▸ **Extract**:
——————

Thanks to Donald's advice at the SHP conference, we have changed a few things that I'd like to share to promote ACCELERATED LEARNING in Crime and Punishment.

Firstly, the class attempted to write a class revision guide based on some of the ideas of Accelerated Learning. The class of 15 wrote small chapters using the format of the SHP guide and some good websites.

Secondly, I taught a skills based lesson around Accelerated Learning and the class then went away to write prompt cards with key phrases, words and cartoons to make certain difficult topics memorable.

Third and finally, we moved classrooms and used mini whiteboards in 2 memorable lessons. Another idea we didn't get round to was a lesson or two in the exam hall. Again an idea from Donald's SHP Crime and Punishment workshop last summer.

It works a treat. Any new ideas, please let us know.

Andrew







;)

——————

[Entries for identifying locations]
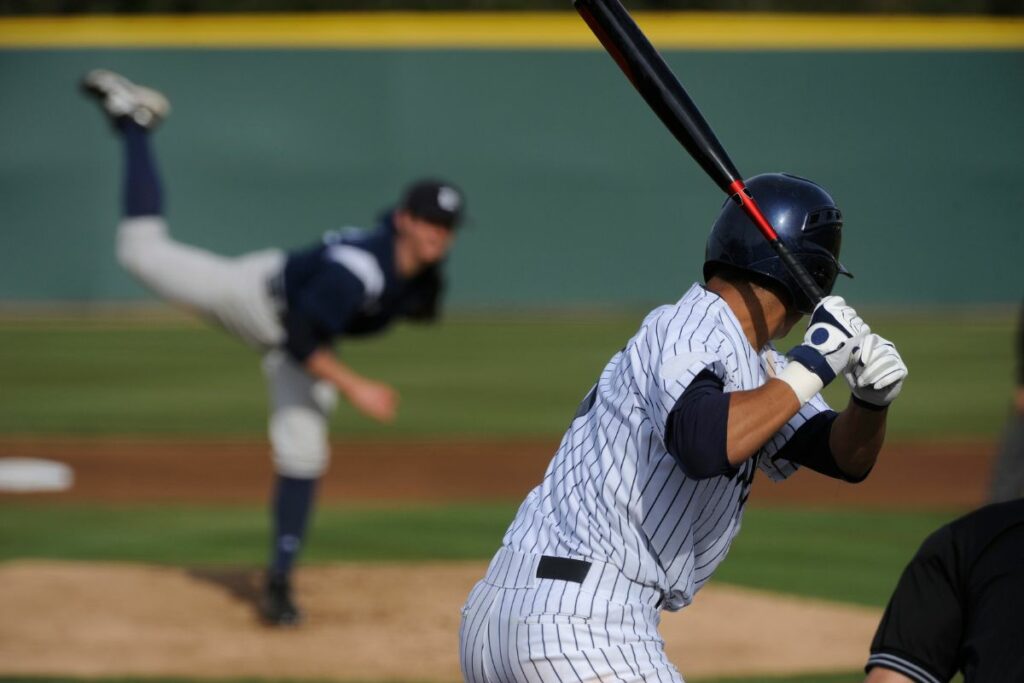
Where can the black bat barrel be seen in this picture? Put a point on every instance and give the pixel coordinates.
(658, 86)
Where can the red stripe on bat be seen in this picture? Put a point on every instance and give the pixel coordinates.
(738, 191)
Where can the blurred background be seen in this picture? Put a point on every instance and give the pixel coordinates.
(293, 118)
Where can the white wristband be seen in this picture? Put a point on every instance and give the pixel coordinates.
(803, 382)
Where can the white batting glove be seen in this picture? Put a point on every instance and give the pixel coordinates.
(877, 375)
(834, 335)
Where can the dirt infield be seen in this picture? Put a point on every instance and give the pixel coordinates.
(390, 622)
(370, 623)
(211, 471)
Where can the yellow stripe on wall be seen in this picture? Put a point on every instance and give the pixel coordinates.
(511, 31)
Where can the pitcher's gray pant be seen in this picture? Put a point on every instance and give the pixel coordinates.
(233, 294)
(516, 627)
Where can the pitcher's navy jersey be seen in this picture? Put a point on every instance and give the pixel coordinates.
(613, 494)
(348, 285)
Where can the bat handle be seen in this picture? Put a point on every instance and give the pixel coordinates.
(743, 198)
(799, 272)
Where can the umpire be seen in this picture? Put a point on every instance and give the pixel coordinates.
(288, 306)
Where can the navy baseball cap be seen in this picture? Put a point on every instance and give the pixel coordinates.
(436, 201)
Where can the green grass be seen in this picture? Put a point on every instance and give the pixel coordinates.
(479, 376)
(846, 555)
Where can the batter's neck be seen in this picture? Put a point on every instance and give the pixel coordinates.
(761, 313)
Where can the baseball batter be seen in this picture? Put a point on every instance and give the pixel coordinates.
(290, 306)
(647, 488)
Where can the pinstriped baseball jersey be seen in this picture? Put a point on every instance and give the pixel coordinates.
(612, 493)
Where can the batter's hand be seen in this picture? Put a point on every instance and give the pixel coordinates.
(834, 334)
(375, 399)
(877, 375)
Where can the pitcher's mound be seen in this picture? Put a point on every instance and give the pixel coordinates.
(369, 622)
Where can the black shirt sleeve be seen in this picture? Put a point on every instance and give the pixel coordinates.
(322, 310)
(697, 426)
(922, 628)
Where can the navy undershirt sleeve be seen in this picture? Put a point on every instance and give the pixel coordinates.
(696, 428)
(322, 310)
(809, 446)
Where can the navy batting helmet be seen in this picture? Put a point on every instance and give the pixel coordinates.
(807, 221)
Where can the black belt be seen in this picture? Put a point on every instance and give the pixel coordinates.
(562, 568)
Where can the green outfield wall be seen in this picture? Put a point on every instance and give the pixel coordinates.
(577, 194)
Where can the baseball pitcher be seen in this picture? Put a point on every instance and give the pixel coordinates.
(289, 306)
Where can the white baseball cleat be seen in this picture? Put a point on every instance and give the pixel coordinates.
(120, 97)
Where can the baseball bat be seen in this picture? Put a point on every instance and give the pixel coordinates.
(666, 95)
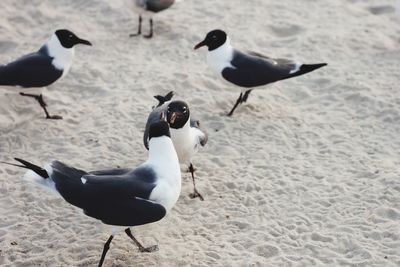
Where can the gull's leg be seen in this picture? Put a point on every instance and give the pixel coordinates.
(141, 248)
(139, 28)
(240, 100)
(246, 95)
(151, 29)
(43, 104)
(195, 192)
(105, 249)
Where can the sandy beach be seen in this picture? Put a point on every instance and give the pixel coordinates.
(306, 173)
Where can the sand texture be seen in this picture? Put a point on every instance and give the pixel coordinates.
(306, 173)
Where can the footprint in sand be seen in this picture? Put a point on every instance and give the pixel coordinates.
(285, 30)
(6, 46)
(381, 10)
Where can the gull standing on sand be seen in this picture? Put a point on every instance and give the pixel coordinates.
(186, 133)
(120, 197)
(248, 70)
(153, 6)
(44, 67)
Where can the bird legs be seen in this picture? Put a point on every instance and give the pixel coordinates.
(141, 248)
(43, 104)
(242, 98)
(139, 32)
(129, 233)
(195, 192)
(105, 249)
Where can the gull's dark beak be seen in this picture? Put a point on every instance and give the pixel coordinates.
(82, 41)
(173, 117)
(163, 117)
(202, 43)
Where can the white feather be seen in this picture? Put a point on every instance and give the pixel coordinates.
(164, 161)
(62, 56)
(220, 58)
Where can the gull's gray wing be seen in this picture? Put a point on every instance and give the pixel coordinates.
(251, 70)
(113, 199)
(117, 171)
(32, 70)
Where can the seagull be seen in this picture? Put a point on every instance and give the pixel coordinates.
(248, 70)
(119, 197)
(153, 6)
(187, 134)
(44, 67)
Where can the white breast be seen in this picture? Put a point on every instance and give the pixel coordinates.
(164, 161)
(185, 142)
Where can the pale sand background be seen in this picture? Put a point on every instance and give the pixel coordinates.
(306, 173)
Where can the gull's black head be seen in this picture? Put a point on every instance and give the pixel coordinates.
(177, 114)
(68, 39)
(213, 40)
(158, 129)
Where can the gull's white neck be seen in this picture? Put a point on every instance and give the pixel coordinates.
(221, 57)
(183, 142)
(62, 56)
(164, 161)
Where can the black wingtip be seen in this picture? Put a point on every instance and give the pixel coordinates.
(306, 68)
(162, 99)
(38, 170)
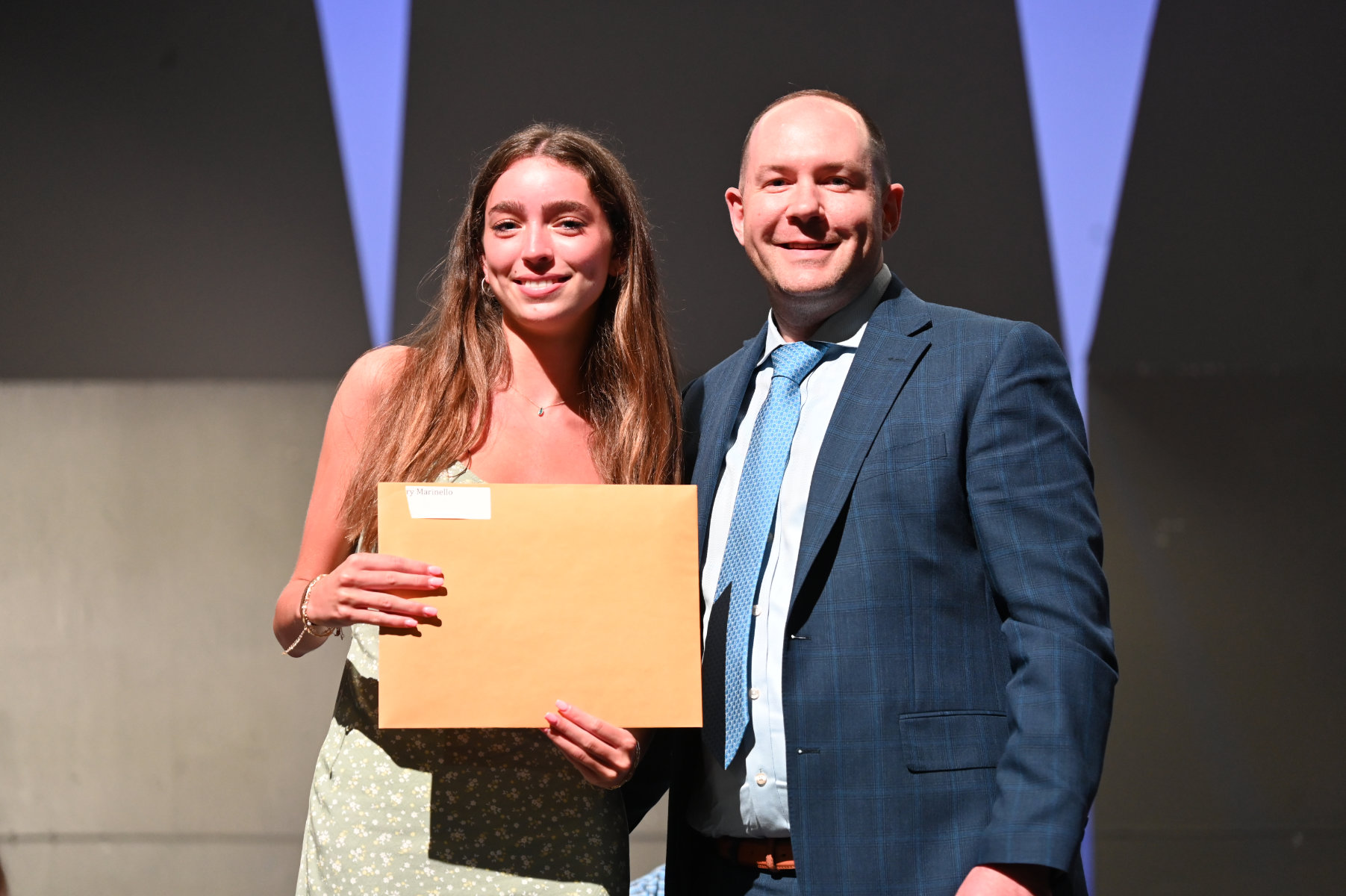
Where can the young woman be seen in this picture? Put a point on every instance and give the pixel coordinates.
(544, 359)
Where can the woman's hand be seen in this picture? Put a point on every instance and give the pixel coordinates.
(605, 755)
(355, 592)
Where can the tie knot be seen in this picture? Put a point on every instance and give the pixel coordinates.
(794, 361)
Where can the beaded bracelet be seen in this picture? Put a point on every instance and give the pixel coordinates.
(303, 617)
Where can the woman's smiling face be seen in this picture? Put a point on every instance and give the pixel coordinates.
(546, 251)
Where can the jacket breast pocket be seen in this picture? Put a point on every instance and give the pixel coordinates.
(953, 740)
(888, 458)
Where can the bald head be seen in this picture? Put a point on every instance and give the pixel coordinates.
(826, 102)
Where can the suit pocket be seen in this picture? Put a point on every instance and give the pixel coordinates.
(952, 740)
(888, 458)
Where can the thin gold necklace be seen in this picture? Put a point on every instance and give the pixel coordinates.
(541, 409)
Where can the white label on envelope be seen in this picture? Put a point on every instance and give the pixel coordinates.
(449, 502)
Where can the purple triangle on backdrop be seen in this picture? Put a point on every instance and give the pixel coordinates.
(365, 52)
(1085, 60)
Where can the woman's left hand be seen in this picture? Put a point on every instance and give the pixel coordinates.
(603, 753)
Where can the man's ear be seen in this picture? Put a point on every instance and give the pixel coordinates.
(734, 199)
(891, 209)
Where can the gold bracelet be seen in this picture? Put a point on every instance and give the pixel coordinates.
(303, 617)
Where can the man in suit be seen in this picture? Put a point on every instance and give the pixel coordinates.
(908, 664)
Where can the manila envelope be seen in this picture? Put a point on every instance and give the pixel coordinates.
(585, 594)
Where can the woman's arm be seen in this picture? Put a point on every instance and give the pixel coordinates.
(353, 592)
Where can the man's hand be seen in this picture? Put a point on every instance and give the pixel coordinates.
(603, 753)
(1006, 880)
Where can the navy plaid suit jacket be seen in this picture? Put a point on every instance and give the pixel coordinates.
(948, 669)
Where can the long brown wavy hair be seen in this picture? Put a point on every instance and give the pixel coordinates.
(439, 407)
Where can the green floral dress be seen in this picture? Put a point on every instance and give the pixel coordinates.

——————

▸ **What to do**: Decide whether each statement below agrees with the post on accelerated learning, answering yes or no and quoting the words from the post that settle it: (a) The class that wrote the revision guide had 15 members. (b) The class had a lesson in the exam hall. (c) Mini whiteboards were used in 2 lessons.

▸ **Response**:
(a) Yes: "The class of 15 wrote small chapters using the format of the SHP guide and some good websites."
(b) No: "Another idea we didn't get round to was a lesson or two in the exam hall."
(c) Yes: "we moved classrooms and used mini whiteboards in 2 memorable lessons."